ENTRIES —
>> begin

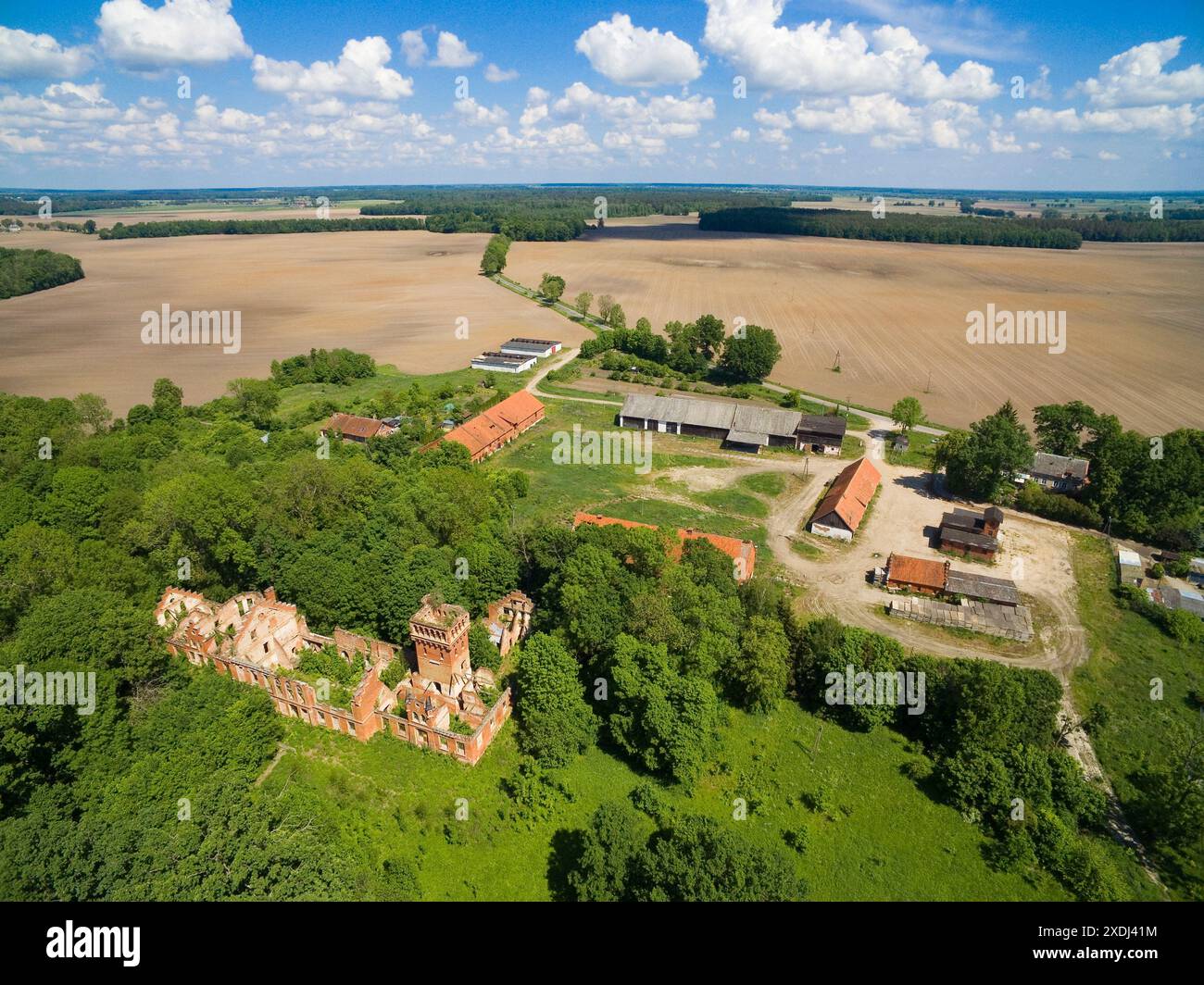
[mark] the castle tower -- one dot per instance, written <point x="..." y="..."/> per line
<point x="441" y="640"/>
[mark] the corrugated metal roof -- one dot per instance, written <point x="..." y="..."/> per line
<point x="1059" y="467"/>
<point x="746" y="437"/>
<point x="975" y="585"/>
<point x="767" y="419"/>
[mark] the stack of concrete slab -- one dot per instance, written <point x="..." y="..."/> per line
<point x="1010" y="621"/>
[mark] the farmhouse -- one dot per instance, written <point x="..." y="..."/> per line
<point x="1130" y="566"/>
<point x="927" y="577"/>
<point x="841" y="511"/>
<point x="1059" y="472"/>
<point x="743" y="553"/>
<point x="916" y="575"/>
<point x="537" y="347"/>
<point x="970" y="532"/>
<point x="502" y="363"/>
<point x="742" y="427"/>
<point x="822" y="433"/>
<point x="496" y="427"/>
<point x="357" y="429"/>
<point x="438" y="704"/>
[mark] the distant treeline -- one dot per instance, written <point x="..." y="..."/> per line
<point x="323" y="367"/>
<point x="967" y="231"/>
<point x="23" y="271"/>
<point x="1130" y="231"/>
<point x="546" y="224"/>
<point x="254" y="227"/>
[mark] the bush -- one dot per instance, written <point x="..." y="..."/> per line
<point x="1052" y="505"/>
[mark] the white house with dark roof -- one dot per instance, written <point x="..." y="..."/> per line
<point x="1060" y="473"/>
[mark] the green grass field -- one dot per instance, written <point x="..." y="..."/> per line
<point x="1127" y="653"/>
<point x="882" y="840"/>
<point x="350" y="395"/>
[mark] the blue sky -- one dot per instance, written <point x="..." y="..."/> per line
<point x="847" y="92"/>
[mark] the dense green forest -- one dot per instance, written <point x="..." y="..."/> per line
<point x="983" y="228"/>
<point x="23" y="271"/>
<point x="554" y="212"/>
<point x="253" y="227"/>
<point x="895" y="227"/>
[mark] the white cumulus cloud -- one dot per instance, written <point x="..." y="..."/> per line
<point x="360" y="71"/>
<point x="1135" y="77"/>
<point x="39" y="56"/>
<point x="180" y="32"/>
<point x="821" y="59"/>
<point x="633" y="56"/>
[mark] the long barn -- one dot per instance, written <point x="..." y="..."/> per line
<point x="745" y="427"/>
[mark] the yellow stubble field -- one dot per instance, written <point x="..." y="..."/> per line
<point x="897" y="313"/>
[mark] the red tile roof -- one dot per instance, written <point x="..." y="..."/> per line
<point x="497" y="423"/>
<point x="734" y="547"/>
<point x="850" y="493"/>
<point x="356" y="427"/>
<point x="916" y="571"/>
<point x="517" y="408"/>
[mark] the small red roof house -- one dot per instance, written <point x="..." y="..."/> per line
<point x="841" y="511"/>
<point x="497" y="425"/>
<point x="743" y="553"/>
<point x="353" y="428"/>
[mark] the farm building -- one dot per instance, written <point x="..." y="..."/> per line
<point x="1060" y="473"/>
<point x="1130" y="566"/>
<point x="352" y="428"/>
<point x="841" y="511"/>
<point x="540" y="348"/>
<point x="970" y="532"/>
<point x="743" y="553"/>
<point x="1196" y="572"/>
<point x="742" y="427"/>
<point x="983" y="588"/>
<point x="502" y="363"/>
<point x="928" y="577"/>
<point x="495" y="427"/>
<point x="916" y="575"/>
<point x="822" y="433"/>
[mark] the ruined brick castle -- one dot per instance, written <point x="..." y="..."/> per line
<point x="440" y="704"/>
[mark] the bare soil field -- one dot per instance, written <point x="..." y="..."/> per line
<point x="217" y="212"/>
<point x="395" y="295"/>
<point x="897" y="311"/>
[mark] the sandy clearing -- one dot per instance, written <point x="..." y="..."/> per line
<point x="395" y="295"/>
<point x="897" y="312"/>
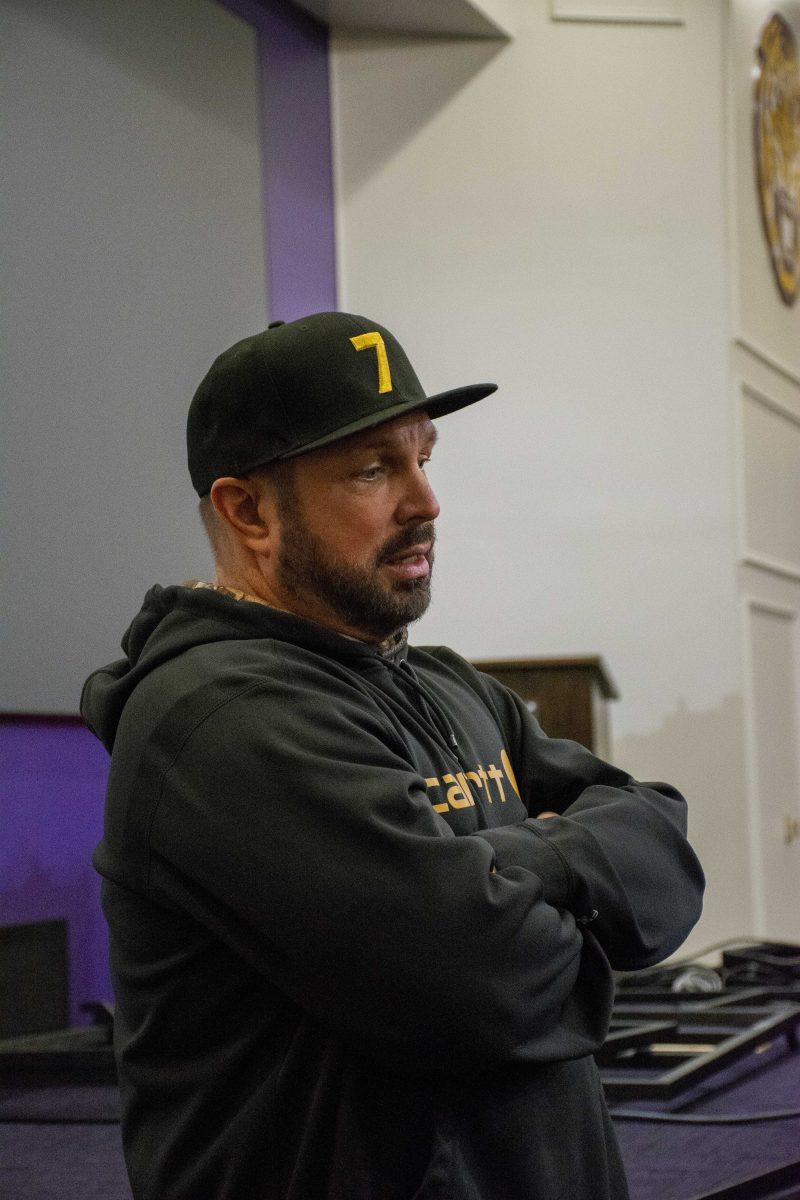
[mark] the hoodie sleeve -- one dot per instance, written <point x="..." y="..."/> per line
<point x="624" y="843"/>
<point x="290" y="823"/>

>> end

EXERCISE GOAL — Beginning with the line that holds "[mark] the red" and ending with the last line of the material above, extract every line exactly, pictures excluded.

WORKED SOLUTION —
[mark] the red tile roof -- one dot per instance, written <point x="..." y="..."/> per line
<point x="497" y="423"/>
<point x="734" y="547"/>
<point x="850" y="493"/>
<point x="356" y="427"/>
<point x="916" y="571"/>
<point x="517" y="408"/>
[mark] the small red roof house -- one dot per instance, written <point x="..." y="..."/> per line
<point x="841" y="511"/>
<point x="497" y="425"/>
<point x="743" y="553"/>
<point x="353" y="428"/>
[mark] the farm building -- one dot per instance, written <point x="..." y="..."/> per line
<point x="1060" y="473"/>
<point x="1130" y="566"/>
<point x="352" y="428"/>
<point x="841" y="511"/>
<point x="540" y="348"/>
<point x="970" y="532"/>
<point x="743" y="553"/>
<point x="1196" y="572"/>
<point x="742" y="427"/>
<point x="983" y="588"/>
<point x="502" y="363"/>
<point x="928" y="577"/>
<point x="495" y="427"/>
<point x="916" y="575"/>
<point x="822" y="433"/>
[mark] the ruined brick castle -- one dot per instance, written <point x="..." y="..."/> per line
<point x="440" y="704"/>
[mark] the bare soil field -- one dot per instance, written <point x="..." y="..."/> per line
<point x="217" y="212"/>
<point x="395" y="295"/>
<point x="897" y="311"/>
[mark] the sandy clearing -- one dot per instance, written <point x="..." y="..."/> per line
<point x="395" y="295"/>
<point x="897" y="312"/>
[mark] the hoodie sleeve -- one dot per instance, written <point x="..." y="..."/> per line
<point x="624" y="843"/>
<point x="290" y="823"/>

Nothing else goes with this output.